◆ **Source text**

──────────

Text by BETH MCKENZIE
Marina Monaco, Josefina and Lucila under the snow (2023).
Winter gets a bad rap. There are many reasons for the season’s unsavoury reputation: the cold weather, short days, the skyrocketing of bills, and life seeming generally harder. Winter marks somewhat of a cultural dead zone; a liminal space endured only until the first crocuses of spring rear their pretty little heads from beneath the snow-trodden earth.
Winter’s spunky cousin, Autumn, on the other hand, has been the benefactor of overwhelmingly positive press in the past decade or so. Type ‘autumn aesthetic’ (or its nom de plume: Fall) into the Pinterest search bar, and it’s like falling headfirst into a pile of plush orange leaves, pumpkin patches, and Gilmore Girls screencaps.

──────────

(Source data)
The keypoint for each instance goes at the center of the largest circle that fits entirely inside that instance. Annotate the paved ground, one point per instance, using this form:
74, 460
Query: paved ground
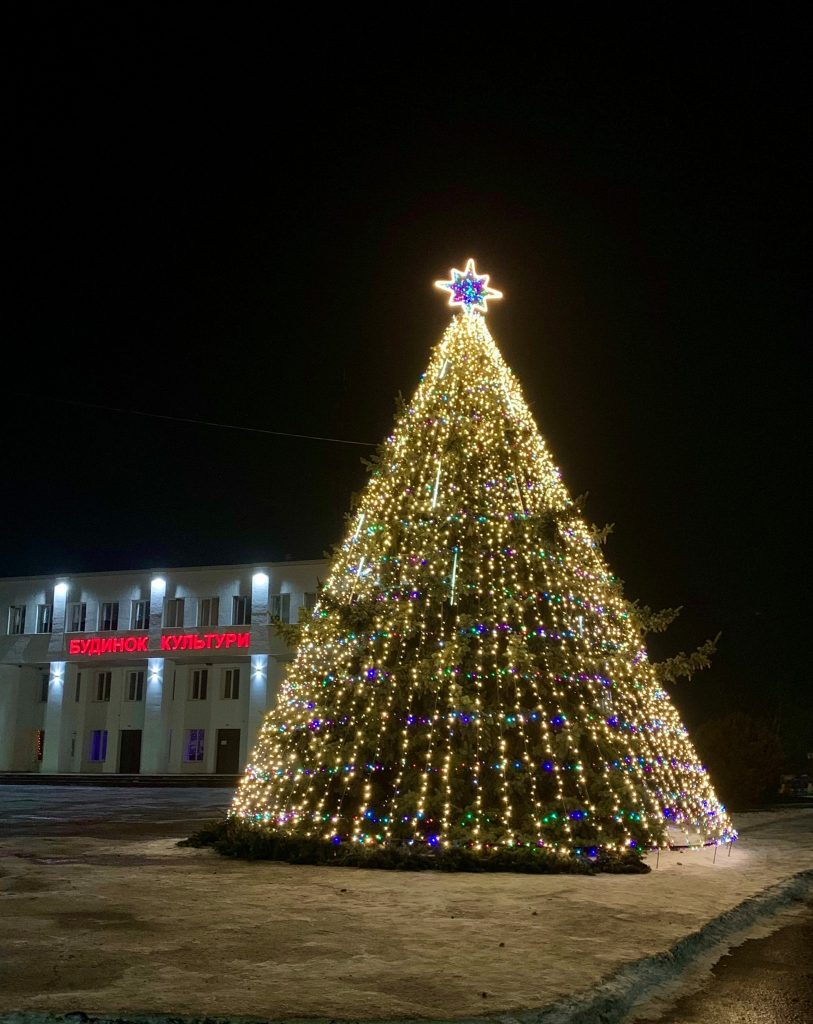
111, 813
763, 981
102, 912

──────────

◆ **Objectives**
[1] Answer these questions about the essay on winter:
(a) What reasons does it give for the season's unsavoury reputation?
(b) What other name for autumn does it mention?
(c) Into which search bar does it suggest typing "autumn aesthetic"?
[2] Can you carry on the essay on winter from its last sentence?

◆ **Responses to the exercise**
[1]
(a) The cold weather, short days, the skyrocketing of bills, and life seeming generally harder.
(b) Fall.
(c) The Pinterest search bar.

[2]
Of course, autumn holds other, less superficial assets. The opportunity to slow down and indulge in home comforts, offers many a chance for realignment and reflection. As writer Aswan Magumbe wrote in a recent Substack ode to the season:
“...we have grown to detest when things start to decay, when a ship has sailed, resentment when a moment has passed. Perhaps this is the time, a toe dip in the water before that icy winter air smacks sensitive skin, where we fully grapple with what the year has had to offer us.”
But where autumn offers a ‘toe dip’, winter forces you to take the plunge. It ‘smacks’ where Autumn would caress. You’d never catch Winter sipping on a chai and skipping through fallen leaves. Instead, she’s wrapped in fur, boots laced, brow furrowed defiantly in spite of the cold, tapping her foot at the bus stop; a black coffee in one hand and a Marlboro Red in the other, watching her hot, ashy breath swirl up into the cold air as she awaits her frozen chariot. But what Winter lacks in zeal she makes up for in artistic potential.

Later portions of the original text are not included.